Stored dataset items

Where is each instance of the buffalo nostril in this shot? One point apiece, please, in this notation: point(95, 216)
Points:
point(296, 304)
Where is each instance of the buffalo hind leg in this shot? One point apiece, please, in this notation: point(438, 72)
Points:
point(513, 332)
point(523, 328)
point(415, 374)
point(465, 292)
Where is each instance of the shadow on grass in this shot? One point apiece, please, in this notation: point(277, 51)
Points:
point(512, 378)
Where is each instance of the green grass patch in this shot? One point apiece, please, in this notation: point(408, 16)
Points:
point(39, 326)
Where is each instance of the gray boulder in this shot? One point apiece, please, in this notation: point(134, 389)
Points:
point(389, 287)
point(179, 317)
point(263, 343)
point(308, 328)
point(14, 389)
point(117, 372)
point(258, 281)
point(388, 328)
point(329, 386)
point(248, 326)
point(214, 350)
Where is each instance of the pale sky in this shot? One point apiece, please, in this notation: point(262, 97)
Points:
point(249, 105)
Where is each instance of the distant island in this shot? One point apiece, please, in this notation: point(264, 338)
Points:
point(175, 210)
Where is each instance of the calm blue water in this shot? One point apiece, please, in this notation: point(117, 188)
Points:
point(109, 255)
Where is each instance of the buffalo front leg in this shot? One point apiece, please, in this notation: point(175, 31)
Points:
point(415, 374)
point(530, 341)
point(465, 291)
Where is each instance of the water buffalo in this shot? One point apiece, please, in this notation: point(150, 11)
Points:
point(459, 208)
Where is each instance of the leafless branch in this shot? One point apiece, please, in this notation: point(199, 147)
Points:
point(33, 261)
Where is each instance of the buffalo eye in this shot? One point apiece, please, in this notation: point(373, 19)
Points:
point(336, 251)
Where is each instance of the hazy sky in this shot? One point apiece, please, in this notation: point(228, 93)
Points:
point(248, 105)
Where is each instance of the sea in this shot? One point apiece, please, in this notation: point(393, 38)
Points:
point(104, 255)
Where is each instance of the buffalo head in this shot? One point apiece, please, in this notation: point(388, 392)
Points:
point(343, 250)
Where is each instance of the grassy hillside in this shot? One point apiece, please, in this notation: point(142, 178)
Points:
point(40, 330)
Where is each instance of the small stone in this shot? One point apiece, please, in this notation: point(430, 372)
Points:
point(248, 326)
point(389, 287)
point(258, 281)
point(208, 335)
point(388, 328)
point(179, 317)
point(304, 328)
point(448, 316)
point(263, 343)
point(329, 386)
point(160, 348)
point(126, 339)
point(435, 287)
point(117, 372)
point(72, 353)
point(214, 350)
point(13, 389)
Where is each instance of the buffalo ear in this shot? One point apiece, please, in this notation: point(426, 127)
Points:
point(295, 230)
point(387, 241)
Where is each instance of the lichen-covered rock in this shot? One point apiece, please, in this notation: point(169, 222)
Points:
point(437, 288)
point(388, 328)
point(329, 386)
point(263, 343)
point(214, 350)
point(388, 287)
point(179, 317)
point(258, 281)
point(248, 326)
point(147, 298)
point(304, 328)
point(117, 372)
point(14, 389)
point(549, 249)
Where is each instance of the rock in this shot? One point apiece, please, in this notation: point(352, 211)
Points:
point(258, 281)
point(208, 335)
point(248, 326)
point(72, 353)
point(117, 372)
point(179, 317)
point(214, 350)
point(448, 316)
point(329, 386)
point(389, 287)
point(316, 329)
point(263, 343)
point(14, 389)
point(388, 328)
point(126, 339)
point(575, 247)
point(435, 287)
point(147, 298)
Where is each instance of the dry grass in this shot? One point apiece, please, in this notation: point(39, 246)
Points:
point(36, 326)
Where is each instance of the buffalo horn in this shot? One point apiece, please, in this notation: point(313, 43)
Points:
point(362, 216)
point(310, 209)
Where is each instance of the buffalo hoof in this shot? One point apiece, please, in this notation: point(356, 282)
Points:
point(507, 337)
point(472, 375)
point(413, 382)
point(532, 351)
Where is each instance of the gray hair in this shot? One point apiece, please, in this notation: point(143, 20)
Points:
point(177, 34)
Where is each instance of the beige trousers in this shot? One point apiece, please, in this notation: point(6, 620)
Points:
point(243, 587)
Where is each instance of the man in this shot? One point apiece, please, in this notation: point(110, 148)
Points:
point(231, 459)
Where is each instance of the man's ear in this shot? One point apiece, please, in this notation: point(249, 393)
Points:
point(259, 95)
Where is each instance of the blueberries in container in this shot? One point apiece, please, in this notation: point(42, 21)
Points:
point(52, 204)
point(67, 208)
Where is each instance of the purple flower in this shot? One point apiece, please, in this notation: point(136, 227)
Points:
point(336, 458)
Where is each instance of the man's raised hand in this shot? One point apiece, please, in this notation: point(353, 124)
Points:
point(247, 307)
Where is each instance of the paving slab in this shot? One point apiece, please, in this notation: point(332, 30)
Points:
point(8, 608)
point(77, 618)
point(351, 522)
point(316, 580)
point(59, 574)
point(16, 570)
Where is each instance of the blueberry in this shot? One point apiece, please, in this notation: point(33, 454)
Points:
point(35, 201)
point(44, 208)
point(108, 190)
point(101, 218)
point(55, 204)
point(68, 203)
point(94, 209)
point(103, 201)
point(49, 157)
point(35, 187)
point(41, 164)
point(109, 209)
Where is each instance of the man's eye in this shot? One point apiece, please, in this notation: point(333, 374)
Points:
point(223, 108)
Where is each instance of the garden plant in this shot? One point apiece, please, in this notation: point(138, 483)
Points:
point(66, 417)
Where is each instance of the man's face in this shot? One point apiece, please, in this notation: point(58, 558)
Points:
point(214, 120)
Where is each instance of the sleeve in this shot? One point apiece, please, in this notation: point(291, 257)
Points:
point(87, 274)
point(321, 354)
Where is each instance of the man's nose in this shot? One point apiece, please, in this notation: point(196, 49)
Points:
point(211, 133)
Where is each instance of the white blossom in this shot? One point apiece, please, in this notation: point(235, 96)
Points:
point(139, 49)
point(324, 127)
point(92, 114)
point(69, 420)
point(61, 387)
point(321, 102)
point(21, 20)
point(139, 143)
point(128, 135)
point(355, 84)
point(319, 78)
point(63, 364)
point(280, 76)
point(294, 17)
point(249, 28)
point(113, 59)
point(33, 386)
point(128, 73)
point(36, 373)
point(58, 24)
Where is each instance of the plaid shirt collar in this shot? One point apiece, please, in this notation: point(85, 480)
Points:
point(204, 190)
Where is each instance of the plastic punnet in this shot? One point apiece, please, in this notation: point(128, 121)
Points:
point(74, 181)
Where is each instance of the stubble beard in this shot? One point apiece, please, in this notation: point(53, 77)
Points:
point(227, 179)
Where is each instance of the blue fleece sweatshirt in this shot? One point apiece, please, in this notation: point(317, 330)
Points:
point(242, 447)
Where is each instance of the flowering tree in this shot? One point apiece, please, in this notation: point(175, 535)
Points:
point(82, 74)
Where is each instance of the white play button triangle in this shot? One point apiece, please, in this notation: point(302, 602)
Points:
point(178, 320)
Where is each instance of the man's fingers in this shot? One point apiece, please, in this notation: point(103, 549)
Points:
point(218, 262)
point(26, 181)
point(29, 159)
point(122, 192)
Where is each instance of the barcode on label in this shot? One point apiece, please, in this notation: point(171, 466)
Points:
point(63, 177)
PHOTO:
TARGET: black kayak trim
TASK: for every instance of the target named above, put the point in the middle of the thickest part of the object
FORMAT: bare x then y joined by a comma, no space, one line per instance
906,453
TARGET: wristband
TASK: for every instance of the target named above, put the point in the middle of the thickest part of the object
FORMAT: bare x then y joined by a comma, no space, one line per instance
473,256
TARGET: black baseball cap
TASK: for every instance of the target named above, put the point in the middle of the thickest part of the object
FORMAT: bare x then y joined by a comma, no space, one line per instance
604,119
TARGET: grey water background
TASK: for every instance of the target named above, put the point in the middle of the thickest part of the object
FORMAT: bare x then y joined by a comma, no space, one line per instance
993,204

What you need to do
Would you set the entries down again, exactly as they were written?

Finished exercise
Where is each instance of the buffalo nostril in this shot? One point apiece, please, in this notation: point(95, 216)
Points:
point(296, 304)
Where is each instance of the buffalo hind leg in this shot? One point apiece, please, in this notation: point(438, 72)
Points:
point(513, 332)
point(523, 328)
point(415, 374)
point(465, 292)
Where is each instance of the shadow on grass in this shot? One point apiece, please, in this notation: point(277, 51)
Points:
point(512, 378)
Where is each instance of the green grass patch in this shot? One point apiece, please, in this notation: point(408, 16)
Points:
point(39, 326)
Where is each instance of the gray boulder in this shot? One point apiece, please, in this notation: point(134, 389)
Points:
point(389, 287)
point(179, 317)
point(263, 343)
point(308, 328)
point(14, 389)
point(117, 372)
point(258, 281)
point(388, 328)
point(329, 386)
point(248, 326)
point(214, 350)
Where is each instance of the pale sky in this shot? One point apiece, please, in this notation: point(262, 97)
Points:
point(249, 105)
Where is each instance of the distant island in this shot? One point apiece, please, in this notation: point(264, 338)
Points:
point(175, 210)
Where is each instance of the calm blue water in this shot? One point apiece, please, in this notation: point(117, 188)
Points:
point(109, 255)
Where is each instance of the buffalo front leg in this shot? One point apiece, please, in this notation: point(175, 31)
Points:
point(415, 374)
point(530, 341)
point(465, 291)
Where is each instance of the water buffalo in this shot? One point apiece, please, in this notation: point(150, 11)
Points:
point(459, 208)
Where is each instance of the leafless branch in this shot? One point apiece, please, in this notation: point(199, 147)
Points:
point(33, 261)
Where is each instance of the buffalo eye in this shot? One point apiece, please, in this notation: point(373, 19)
Points:
point(336, 251)
Where is each instance of the hazy sky in this shot? One point apiece, please, in this notation: point(228, 93)
Points:
point(248, 105)
Where is each instance of the sea in this shot? One point apiece, please, in this notation: point(393, 38)
Points:
point(104, 255)
Where is each instance of the buffalo head in this shot? One point apiece, please, in this notation: point(388, 392)
Points:
point(343, 250)
Where is each instance of the grassy hillside in this shot? One point apiece, please, in this notation: point(142, 178)
Points:
point(40, 330)
Where is each instance of the small stone in this shot? One point apiece, please, in this notation: point(430, 372)
Points:
point(248, 326)
point(389, 287)
point(258, 281)
point(208, 335)
point(388, 328)
point(179, 317)
point(304, 328)
point(448, 316)
point(263, 343)
point(329, 386)
point(160, 348)
point(126, 339)
point(435, 287)
point(117, 372)
point(72, 353)
point(214, 350)
point(13, 389)
Where is each instance of the buffalo ear in this shot? One point apiece, please, in this notation: point(426, 127)
Points:
point(295, 230)
point(387, 241)
Where is each instance of the lichen-covered rock in this shot? One point apiece, please, in this notation: point(169, 222)
Points:
point(437, 288)
point(388, 328)
point(329, 386)
point(263, 343)
point(214, 350)
point(388, 287)
point(179, 317)
point(258, 281)
point(248, 326)
point(147, 298)
point(304, 328)
point(117, 372)
point(14, 389)
point(549, 249)
Where is each instance of the rock in this shot? One point apiece, please, in this notation: point(352, 211)
Points:
point(258, 281)
point(208, 335)
point(248, 326)
point(72, 353)
point(117, 372)
point(179, 317)
point(214, 350)
point(448, 316)
point(329, 386)
point(389, 287)
point(316, 329)
point(263, 343)
point(14, 389)
point(388, 328)
point(126, 339)
point(575, 247)
point(435, 287)
point(147, 298)
Where is each instance of the dry grass in this shot? One point apiece, please, in this notation: point(39, 246)
Points:
point(36, 326)
Where is each instance of the buffalo horn in this shot? One point apiece, please, in this notation: point(313, 43)
Points:
point(362, 216)
point(310, 209)
Where is each instance of the buffalo hoof in this shot? One point apiece, please, in this notation: point(356, 282)
Points:
point(507, 337)
point(472, 375)
point(413, 382)
point(532, 351)
Where is each instance of the gray hair in this shot? One point apiece, please, in this notation: point(143, 20)
Points:
point(177, 34)
Where is each instance of the beige trousers in this shot? One point apiece, please, in this notation: point(6, 620)
Points:
point(243, 587)
Where is each instance of the man in this shot? One point apiece, please, in this notation: point(110, 148)
Points:
point(231, 459)
Where is each instance of the man's ear in this shot? One point apiece, please, in this notation: point(249, 393)
Points:
point(259, 95)
Where is each instance of the blueberries in container in this shot? One point apiece, please, in this notation: point(42, 21)
Points:
point(52, 204)
point(67, 208)
Where is each instance of the purple flower in this shot? One point apiece, please, in this notation: point(136, 227)
Points:
point(336, 458)
Where is each instance of the man's raised hand in this shot? One point apiece, please, in this notation: point(353, 124)
Points:
point(247, 307)
Where is each instance of the paving slab in this shot? One point apiece, please, in this notation: point(332, 30)
Points:
point(8, 608)
point(77, 618)
point(351, 522)
point(316, 580)
point(59, 574)
point(16, 570)
Where is each instance of the blueberry in this shot? One point apiece, please, in this notation: point(33, 454)
Points:
point(35, 201)
point(44, 208)
point(108, 190)
point(101, 218)
point(55, 204)
point(68, 203)
point(94, 209)
point(103, 201)
point(49, 157)
point(35, 187)
point(41, 164)
point(109, 209)
Where is each instance of the man's eye in this shot? One point apiece, please, in this notation: point(333, 374)
Points:
point(223, 108)
Where is each instance of the garden plant in this shot? One point apiece, please, in this notation: point(138, 483)
Points:
point(66, 417)
Where is each instance of the man's face in this shot? One point apiece, please, in this notation: point(58, 558)
Points:
point(214, 120)
Where is each instance of the sleeve in this shot? One point apiece, please, in this notation: point(291, 257)
Points:
point(87, 274)
point(321, 354)
Where is each instance of the man's nose in this shot? One point apiece, please, in this notation: point(196, 49)
Points:
point(211, 133)
Where is each instance of the white blossom in this shot? One point apiece, please, in this notation: point(235, 96)
Points:
point(139, 49)
point(324, 127)
point(92, 114)
point(69, 420)
point(61, 387)
point(321, 102)
point(21, 20)
point(139, 143)
point(128, 135)
point(355, 84)
point(319, 78)
point(63, 364)
point(280, 76)
point(294, 17)
point(249, 28)
point(113, 59)
point(33, 386)
point(128, 73)
point(36, 373)
point(58, 24)
Where is each instance of the plaid shirt collar in this shot? One point apiece, please, in this notation: point(85, 480)
Points:
point(204, 190)
Where is each instance of the plastic punnet in this shot? One point apiece, please, in this notation: point(128, 121)
Points:
point(74, 181)
Where is each instance of the stubble beard in this shot? One point apiece, please, in this notation: point(53, 77)
Points:
point(227, 179)
Where is each instance of the blue fleece sweatshirt in this shot? One point apiece, please, in this notation: point(317, 330)
Points:
point(242, 447)
Where is each instance of the flowering tree in this shot? One point apiece, please, in this notation: point(175, 535)
Points:
point(82, 74)
Where is each instance of the white play button triangle in this shot? One point apiece, please, in this notation: point(302, 602)
Points:
point(178, 320)
Where is each instance of the man's fingers in this shot? One point apiece, please, in this notation: point(103, 549)
Points:
point(218, 262)
point(26, 181)
point(29, 159)
point(122, 192)
Where is each instance of the barcode on label in this shot? One point apiece, please, in this notation: point(171, 466)
Points:
point(63, 177)
PHOTO:
TARGET: black kayak trim
TASK: for every instance of the target named above, put the point in the middle of the thickest part of the object
FORMAT: bare x then y joined by a comma, no space, one line per instance
906,453
TARGET: wristband
TASK: for every instance of the target named above, put the point in the middle of the thickest part of the object
FORMAT: bare x then y joined by a comma, no space, one line per instance
473,256
TARGET: black baseball cap
TASK: for every instance of the target named above, put the point in the middle of the thickest part of the object
FORMAT: bare x then y joined by a comma, no space, one line per instance
604,119
TARGET: grey water background
TASK: for every instance of the target named above, put the point in the middle of the thickest part of the object
FORMAT: bare x then y joined by a comma, no space, one line per instance
993,204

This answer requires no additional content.